> [Task input]
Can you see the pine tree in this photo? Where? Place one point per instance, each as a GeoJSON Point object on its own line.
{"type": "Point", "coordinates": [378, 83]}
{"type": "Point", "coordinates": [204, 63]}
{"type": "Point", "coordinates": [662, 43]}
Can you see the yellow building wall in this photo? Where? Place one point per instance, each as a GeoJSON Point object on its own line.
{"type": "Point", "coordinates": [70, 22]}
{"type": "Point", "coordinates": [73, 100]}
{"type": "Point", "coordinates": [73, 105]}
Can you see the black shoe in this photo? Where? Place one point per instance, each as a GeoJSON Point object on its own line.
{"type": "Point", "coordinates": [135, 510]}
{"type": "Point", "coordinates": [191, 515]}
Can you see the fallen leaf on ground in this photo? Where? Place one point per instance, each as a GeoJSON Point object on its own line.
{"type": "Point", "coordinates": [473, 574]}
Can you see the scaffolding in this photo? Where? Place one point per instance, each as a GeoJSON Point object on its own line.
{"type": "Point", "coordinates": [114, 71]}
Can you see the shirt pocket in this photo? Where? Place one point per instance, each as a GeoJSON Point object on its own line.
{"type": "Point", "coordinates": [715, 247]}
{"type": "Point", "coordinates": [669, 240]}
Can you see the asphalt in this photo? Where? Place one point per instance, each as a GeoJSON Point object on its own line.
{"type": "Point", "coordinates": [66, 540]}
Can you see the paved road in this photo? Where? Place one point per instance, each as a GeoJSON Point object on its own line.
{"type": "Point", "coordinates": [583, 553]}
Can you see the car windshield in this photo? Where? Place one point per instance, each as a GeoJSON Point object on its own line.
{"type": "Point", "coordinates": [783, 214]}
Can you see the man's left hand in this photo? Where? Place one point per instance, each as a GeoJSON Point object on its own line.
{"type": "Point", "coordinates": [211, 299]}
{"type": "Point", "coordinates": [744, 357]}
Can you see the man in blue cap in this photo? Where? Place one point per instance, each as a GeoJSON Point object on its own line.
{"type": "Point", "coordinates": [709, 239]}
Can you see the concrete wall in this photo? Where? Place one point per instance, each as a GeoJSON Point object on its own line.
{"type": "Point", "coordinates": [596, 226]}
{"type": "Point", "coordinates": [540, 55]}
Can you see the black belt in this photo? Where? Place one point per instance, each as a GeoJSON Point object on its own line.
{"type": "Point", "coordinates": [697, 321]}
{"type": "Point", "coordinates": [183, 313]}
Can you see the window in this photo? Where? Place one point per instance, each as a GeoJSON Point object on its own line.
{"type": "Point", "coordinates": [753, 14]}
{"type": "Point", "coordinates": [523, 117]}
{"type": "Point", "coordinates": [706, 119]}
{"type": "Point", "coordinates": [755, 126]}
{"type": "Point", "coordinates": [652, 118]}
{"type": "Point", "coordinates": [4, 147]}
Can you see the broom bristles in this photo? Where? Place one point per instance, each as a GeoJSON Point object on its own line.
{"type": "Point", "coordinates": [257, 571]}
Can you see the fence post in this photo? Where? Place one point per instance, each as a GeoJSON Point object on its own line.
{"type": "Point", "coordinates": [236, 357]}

> [What is being asked] Word for word, restate all of the data shown above.

> [Task answer]
Can you see the pine tree in this photo? Where? Place one point per instance, each as a GeoJSON Point object on its own line.
{"type": "Point", "coordinates": [378, 83]}
{"type": "Point", "coordinates": [204, 63]}
{"type": "Point", "coordinates": [662, 43]}
Can you see the yellow building wall in this photo? Where? Place one point per instance, each as a GeoJSON Point object on its own line.
{"type": "Point", "coordinates": [70, 22]}
{"type": "Point", "coordinates": [73, 100]}
{"type": "Point", "coordinates": [73, 105]}
Can you see the black shoe in this photo? Where? Place one point per instance, each as a GeoJSON Point object on its own line.
{"type": "Point", "coordinates": [135, 510]}
{"type": "Point", "coordinates": [191, 515]}
Can you see the fallen leaf on ground in this photo? Where? Place one point per instance, each as a GeoJSON Point object on its own line.
{"type": "Point", "coordinates": [473, 574]}
Can you see the scaffolding in this photo? Where? Place one point per instance, each as a GeoJSON Point object on its own line.
{"type": "Point", "coordinates": [114, 71]}
Can you see the shirt pocket in this photo? Where? Place one point per instance, each as a GeoJSON Point object on its own line.
{"type": "Point", "coordinates": [715, 247]}
{"type": "Point", "coordinates": [669, 240]}
Can you see the asphalt in this photo? Where? Place one point per instance, each as a GeoJSON Point object on its own line.
{"type": "Point", "coordinates": [66, 540]}
Can you see the paved road in this photo? Where? Place one point per instance, each as a GeoJSON Point object on its own line.
{"type": "Point", "coordinates": [583, 553]}
Can you see the car windshield in this photo? Where? Place one point per instance, each as a GeoJSON Point object on its own line.
{"type": "Point", "coordinates": [783, 214]}
Can you see the man's left hand in this photo? Where? Place one point per instance, each as a GeoJSON Point object on its own line.
{"type": "Point", "coordinates": [211, 299]}
{"type": "Point", "coordinates": [744, 357]}
Can you see the man in blue cap in this photo? Where? Place one point per instance, each as a GeoJSON Point object on its own line.
{"type": "Point", "coordinates": [709, 239]}
Can you see the concrete wall in this photo? Where? Place one point per instance, each as a GeoJSON Point object on its own line.
{"type": "Point", "coordinates": [596, 226]}
{"type": "Point", "coordinates": [540, 55]}
Can you see the black belt in this photo? Where? Place one point per instance, each as a GeoJSON Point object on its own line.
{"type": "Point", "coordinates": [697, 321]}
{"type": "Point", "coordinates": [183, 313]}
Can you see the window in this photo? Where? Place one point per instance, each as a GeoJSON Point object on its own line.
{"type": "Point", "coordinates": [753, 14]}
{"type": "Point", "coordinates": [523, 117]}
{"type": "Point", "coordinates": [706, 119]}
{"type": "Point", "coordinates": [755, 126]}
{"type": "Point", "coordinates": [652, 118]}
{"type": "Point", "coordinates": [4, 147]}
Can you see the broom bristles in this photo? Where? Place one point per instance, each as a GeoJSON Point object on its own line.
{"type": "Point", "coordinates": [257, 571]}
Can you see the fence post in this photo? Where? Place one point per instance, each as a GeoJSON Point object on its own line.
{"type": "Point", "coordinates": [236, 357]}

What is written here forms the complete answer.